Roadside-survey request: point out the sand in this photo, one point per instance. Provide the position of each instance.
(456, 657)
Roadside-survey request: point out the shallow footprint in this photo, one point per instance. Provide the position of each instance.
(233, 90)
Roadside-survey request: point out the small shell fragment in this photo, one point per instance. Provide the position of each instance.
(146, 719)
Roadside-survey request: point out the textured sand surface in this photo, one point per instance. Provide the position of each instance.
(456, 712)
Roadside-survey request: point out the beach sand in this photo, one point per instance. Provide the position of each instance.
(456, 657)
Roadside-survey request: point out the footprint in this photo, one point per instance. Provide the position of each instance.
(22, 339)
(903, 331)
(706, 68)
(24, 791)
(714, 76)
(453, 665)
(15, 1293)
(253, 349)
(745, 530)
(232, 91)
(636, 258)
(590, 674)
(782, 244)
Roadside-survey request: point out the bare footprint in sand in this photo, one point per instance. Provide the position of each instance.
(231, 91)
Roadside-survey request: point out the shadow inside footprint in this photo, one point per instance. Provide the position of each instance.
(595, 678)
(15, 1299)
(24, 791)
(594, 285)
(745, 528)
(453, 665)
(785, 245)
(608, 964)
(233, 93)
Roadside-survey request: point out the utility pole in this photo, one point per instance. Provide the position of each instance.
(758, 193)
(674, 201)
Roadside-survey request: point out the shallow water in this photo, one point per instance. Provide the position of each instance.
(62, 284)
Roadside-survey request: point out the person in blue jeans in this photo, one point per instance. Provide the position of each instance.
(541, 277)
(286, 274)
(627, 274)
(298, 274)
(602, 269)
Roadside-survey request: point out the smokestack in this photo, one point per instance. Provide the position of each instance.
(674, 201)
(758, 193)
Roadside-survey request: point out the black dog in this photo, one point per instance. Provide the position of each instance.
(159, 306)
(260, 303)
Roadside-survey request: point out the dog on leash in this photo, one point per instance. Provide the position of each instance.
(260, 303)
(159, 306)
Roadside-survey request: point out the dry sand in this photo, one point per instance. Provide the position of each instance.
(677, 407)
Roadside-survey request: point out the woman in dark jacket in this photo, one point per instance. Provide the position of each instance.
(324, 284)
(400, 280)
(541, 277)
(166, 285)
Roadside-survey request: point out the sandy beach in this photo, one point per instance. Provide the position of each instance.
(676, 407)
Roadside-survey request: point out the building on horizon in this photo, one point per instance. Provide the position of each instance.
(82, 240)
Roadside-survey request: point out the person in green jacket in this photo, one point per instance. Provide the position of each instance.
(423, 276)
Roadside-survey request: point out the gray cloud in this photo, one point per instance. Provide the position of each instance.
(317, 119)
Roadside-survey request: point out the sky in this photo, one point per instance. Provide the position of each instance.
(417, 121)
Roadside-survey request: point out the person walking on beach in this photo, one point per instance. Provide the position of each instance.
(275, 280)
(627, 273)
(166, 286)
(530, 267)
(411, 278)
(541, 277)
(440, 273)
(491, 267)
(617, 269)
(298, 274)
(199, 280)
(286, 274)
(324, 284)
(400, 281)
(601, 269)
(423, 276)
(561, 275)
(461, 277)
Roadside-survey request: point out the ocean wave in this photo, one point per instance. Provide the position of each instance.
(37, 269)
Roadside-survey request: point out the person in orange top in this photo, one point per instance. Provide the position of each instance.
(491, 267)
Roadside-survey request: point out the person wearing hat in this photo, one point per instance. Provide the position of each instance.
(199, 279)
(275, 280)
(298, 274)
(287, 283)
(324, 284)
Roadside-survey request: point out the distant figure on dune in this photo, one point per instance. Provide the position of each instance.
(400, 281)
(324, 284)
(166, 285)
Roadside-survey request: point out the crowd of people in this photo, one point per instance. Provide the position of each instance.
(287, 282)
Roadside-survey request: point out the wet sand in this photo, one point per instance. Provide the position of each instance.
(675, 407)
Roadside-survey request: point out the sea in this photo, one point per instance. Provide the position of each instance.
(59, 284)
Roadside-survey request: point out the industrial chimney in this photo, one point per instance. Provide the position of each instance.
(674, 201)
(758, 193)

————————

WHAT TO WORK ON.
Copy all of the lines above word for word, keeping their order.

EXERCISE SOLUTION.
Roadside-survey request: point out the sand in this photo, one point per instance. Provide the position of each instance.
(456, 657)
Roadside-survey request: point out the shallow footprint in this photo, one point per instance. Provide the position of each instance.
(233, 90)
Roadside-survey request: point out the small shell fragment in this photo, one point per instance. Provide the position of each instance.
(146, 719)
Roadside-survey request: point out the textured sand surface in this photo, one point per instance. Provide the position of each instance.
(456, 712)
Roadside-survey request: point out the beach sand in this photo, one point per instance. Provide the position of each instance.
(456, 657)
Roadside-survey request: point out the footprint in this photo, one point per instance. Provide the position of each instance.
(22, 339)
(903, 331)
(706, 68)
(24, 791)
(714, 76)
(453, 665)
(15, 1293)
(253, 349)
(745, 530)
(232, 91)
(636, 258)
(590, 674)
(782, 244)
Roadside-survey request: point out the bare footprint in sand in this photo, one point per instance. Provide the position of each instance.
(231, 91)
Roadside-survey request: point out the shadow inside footprint in this photo, one point per instance. Provide the position of each instance.
(595, 678)
(15, 1299)
(24, 791)
(594, 285)
(745, 528)
(453, 665)
(785, 245)
(608, 964)
(233, 93)
Roadside-survey request: point out the utility pole in this photo, one point per instance. Provide the position of each instance.
(758, 193)
(674, 201)
Roadside-survey request: point out the shallow water in this photo, one point per instance. Provide the position of each instance.
(62, 284)
Roadside-survey request: point out the person in blue jeans in this photo, one point per instance. Provide the position of each instance.
(541, 277)
(286, 274)
(627, 274)
(298, 274)
(602, 269)
Roadside-survey request: point out the smokestack in this photo, one point per instance. Provide the position of each instance.
(674, 201)
(758, 193)
Roadside-survey request: point out the black dog in this photo, one point per instance. Provide the position of each instance.
(159, 306)
(260, 303)
Roadside-survey request: point out the dog on leash in this photo, one point per instance. Provide the position of each instance.
(260, 303)
(159, 306)
Roadside-survey request: point out the dry sand in this photo, one point per instance. Provide the position of each instance.
(677, 407)
Roadside-survey request: point out the woman in dark jacket in this photo, one point per instance. Provide the position of each instance.
(324, 284)
(400, 280)
(541, 277)
(166, 285)
Roadside-survey request: point out the sandy beach in this photo, one point per instance. Provide the position of each instance.
(676, 407)
Roadside-survey request: point out the building on horizon in this photo, one point per instance. Provide the position of each instance.
(82, 240)
Roadside-survey request: point out the person in green jacket in this photo, one point per instance. Provide the position of each instance.
(423, 276)
Roadside-survey request: point out the gray cloud in this photo, one point per instance. Provide the position of each instance.
(317, 119)
Roadside-survey request: point out the sky in this photo, one point per instance. Provide the position of each instance.
(417, 121)
Roadside-survey request: point out the person walking on beach in this photo, one point per instance. Provide the position of each instance.
(275, 280)
(627, 273)
(166, 286)
(530, 267)
(411, 278)
(541, 277)
(440, 273)
(491, 267)
(617, 269)
(298, 274)
(199, 280)
(286, 274)
(324, 284)
(400, 281)
(601, 269)
(423, 276)
(561, 275)
(461, 277)
Roadside-survey request: point out the ocean wave in this photo, one point per instance. Provide the position of each instance.
(37, 269)
Roadside-survey request: point out the person in orange top in this photo, one point per instance. Provide the position of each instance.
(491, 267)
Roadside-survey request: point out the person wearing hat in this photo, one point per instance. Provide the position of each instance.
(199, 279)
(275, 280)
(298, 274)
(287, 283)
(324, 284)
Roadside-survey request: point out the distant figure on dune in this photo, one point per instance. Provide the position of each instance.
(400, 281)
(324, 284)
(166, 285)
Roadside-survey request: point out the crowd of people in this photo, one point per instance. Provide the position of each instance.
(287, 282)
Roadside-survey request: point out the wet sand in this photo, one point per instance. Provide the position of each instance.
(675, 407)
Roadside-survey request: point out the sea in this photo, one point per instance. Provide the position of each instance.
(59, 284)
Roadside-survey request: point out the industrial chimney in this photo, one point per instance. Provide the position of each instance.
(674, 201)
(758, 193)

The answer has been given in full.